- Text passage:
++++++
Nine-year-old Ravin recently told his parents he would purchase his next pair of school shoes with his own earnings, choosing patience over immediacy. Eight-year-old Keerthi decided to gift her friend a Barbie doll without seeking parental money, deriving quiet satisfaction from her independent choice. Twelve-year-old Keyaan has stopped accepting pocket money altogether, preferring to rely on what he earns himself. Across gated communities, children such as Suman, Riya, Vikram and Keertan are saving for bicycles, Lego sets, shared treats, and even dedicating their first earnings to grandparents as gestures of gratitude. These are not isolated or sentimental anecdotes; they reflect a quiet yet meaningful cultural shift in how children perceive money, effort and independence in their formative years.
At the centre of this shift is CHILDEARN, a community-driven initiative founded by Abhiman Chowdary Parvathaneni and co-founded by his father, Anurag Chowdary Parvathaneni. Conceived as a thoughtful response to rising entitlement among urban children, the platform seeks to replace passive allowance systems with earned rewards that carry meaning. Operating within secure, supervised gated communities, the model encourages children to earn self-rewards through predefined household chores. The emphasis is not on income or accumulation, but on lived experience, learning, and gradual behavioural change that shapes long-term attitudes.
A Structure Built On Trust
The framework is intentionally simple, yet carefully designed to build trust and consistency. Parents download the CHILDEARN app, which connects families within the same residential community, creating a closed and safe network. With mutual consent, children spend one hour every Sunday at a neighbouring home, performing age-appropriate tasks under supervision and guidance. The reward is earned, not given, and this distinction is critical. It signals to children that value follows contribution, not entitlement, and that effort is directly linked to outcome.
The controlled environment ensures safety and accountability, while the rotation across households introduces children to varied expectations, communication styles and social settings. In a generation increasingly accustomed to instant gratification, this structured exposure subtly reshapes attitudes toward patience, discipline and accountability. For the founders, the model is less about chore completion and more about cultivating character through consistent, small acts of responsibility that accumulate over time into lasting habits.
++++++
- Listed records:

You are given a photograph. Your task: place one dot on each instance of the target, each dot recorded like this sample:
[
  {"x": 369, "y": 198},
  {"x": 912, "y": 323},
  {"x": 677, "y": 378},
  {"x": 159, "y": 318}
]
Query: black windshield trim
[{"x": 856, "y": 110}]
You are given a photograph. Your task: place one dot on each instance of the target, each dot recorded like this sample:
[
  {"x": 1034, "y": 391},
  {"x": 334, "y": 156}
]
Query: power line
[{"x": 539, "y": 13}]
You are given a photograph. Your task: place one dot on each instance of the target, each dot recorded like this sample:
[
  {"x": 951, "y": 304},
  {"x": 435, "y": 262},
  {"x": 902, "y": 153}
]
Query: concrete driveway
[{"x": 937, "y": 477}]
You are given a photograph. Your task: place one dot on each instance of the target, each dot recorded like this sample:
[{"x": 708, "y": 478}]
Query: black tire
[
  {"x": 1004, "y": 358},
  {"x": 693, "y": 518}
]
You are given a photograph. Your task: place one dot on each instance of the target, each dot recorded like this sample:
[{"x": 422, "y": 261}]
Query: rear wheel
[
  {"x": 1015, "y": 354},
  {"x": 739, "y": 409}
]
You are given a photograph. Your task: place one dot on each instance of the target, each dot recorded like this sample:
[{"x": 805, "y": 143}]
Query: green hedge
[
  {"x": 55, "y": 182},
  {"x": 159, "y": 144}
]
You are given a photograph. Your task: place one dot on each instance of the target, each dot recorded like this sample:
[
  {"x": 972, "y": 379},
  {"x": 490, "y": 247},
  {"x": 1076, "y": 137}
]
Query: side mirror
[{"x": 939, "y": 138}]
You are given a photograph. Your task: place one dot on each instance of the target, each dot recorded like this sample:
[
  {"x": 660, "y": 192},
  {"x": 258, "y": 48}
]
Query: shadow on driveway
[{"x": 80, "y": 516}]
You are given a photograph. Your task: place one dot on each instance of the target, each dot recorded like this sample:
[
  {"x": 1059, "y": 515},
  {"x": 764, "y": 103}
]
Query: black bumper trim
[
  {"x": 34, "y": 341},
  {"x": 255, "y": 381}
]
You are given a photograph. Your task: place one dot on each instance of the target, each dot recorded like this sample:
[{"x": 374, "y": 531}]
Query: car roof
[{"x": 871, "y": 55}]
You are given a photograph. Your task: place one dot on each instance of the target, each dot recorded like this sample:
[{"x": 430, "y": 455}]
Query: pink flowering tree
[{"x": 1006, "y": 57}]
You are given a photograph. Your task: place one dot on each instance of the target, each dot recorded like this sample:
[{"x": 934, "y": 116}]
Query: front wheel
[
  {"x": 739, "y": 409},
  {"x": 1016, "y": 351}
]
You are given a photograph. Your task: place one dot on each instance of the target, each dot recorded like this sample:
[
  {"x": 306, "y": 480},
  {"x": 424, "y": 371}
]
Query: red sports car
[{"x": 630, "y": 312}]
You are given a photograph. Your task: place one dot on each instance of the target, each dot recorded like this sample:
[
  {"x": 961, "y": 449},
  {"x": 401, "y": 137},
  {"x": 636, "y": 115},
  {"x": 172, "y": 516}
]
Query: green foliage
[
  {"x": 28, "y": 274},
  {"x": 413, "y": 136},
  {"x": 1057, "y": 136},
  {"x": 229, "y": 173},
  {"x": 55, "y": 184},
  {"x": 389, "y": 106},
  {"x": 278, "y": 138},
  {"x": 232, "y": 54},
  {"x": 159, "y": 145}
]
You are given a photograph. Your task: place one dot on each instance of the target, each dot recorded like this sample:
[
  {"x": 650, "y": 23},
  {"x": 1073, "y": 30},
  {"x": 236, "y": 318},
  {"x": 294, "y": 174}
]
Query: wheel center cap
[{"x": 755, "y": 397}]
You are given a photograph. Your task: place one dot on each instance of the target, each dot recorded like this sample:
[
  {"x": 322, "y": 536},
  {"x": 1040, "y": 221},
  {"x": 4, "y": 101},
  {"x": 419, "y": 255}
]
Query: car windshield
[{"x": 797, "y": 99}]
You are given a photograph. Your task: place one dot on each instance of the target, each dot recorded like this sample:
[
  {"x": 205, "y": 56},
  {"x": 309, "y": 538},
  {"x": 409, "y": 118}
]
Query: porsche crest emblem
++++++
- Activities:
- 1) According to the article about CHILDEARN, how much time do children spend at a neighboring home each Sunday?
- 2) Resume the article about CHILDEARN after its final sentence.
The records were drawn from a separate source.

- Your responses:
- 1) One hour.

- 2)
Four Foundations Of Characters
CHILDEARN rests on four clearly articulated objectives that guide its approach. Responsibility is cultivated as children recognise that rewards follow work and consistency. Financial awareness emerges as they begin to differentiate between needs and wants, learning the basics of saving, spending and prioritising. Social confidence develops through weekly interactions beyond familiar circles, allowing children to adapt, communicate and collaborate more effectively. Most significantly, dignity of labour becomes experiential rather than theoretical, as children actively participate in tasks and understand the effort behind everyday activities. Over time, they internalise that all work, regardless of scale, merits respect.
These principles respond to a broader societal concern: the gradual distancing of urban childhood from tangible life skills and grounded experiences. By integrating effort into aspiration, the initiative restores a practical and balanced dimension to upbringing, one that complements academic learning with real-world understanding.
Beyond Weekly Chores
The long-term vision extends well beyond Sunday routines and neighbourhood participation. CHILDEARN aims to build a structured ecosystem around financial literacy for families, introducing curated tasks, interactive courses, books and educational resources designed for parents and children to engage with together. The ambition is measured yet purposeful: to shape financially aware, socially confident and responsible young citizens who are prepared for real-world challenges.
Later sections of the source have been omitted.